## START Extracted information

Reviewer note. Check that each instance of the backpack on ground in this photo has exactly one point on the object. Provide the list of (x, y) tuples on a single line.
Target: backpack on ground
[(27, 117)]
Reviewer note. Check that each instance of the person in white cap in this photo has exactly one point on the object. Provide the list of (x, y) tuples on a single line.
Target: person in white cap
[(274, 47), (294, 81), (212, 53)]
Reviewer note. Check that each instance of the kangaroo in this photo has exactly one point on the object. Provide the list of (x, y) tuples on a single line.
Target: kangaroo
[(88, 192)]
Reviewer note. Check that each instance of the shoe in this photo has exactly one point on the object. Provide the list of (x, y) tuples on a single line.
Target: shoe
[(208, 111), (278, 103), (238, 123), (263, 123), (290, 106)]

## END Extracted information
## START Extracted information

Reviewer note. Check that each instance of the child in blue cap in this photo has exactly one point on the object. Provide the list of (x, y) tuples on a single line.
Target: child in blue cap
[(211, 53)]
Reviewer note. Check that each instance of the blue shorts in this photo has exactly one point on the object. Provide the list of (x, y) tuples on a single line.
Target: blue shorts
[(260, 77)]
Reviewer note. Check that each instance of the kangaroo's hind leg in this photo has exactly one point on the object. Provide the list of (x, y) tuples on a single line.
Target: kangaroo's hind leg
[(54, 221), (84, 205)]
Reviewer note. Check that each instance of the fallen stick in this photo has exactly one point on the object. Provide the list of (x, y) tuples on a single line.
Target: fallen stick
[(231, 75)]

## END Extracted information
## START Extracted information

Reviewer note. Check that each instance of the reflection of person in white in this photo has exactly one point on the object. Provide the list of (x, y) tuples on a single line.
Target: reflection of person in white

## END Extracted information

→ Aim:
Print the listing from the line with "Reviewer note. Check that each instance of the backpack" up to and including the line with "[(27, 117)]", reproducing those lines exactly.

→ Result:
Reviewer note. Check that each instance of the backpack on ground in this photo has exactly one point on the object. Provide the list of (x, y) tuples on a single line.
Target: backpack on ground
[(27, 117)]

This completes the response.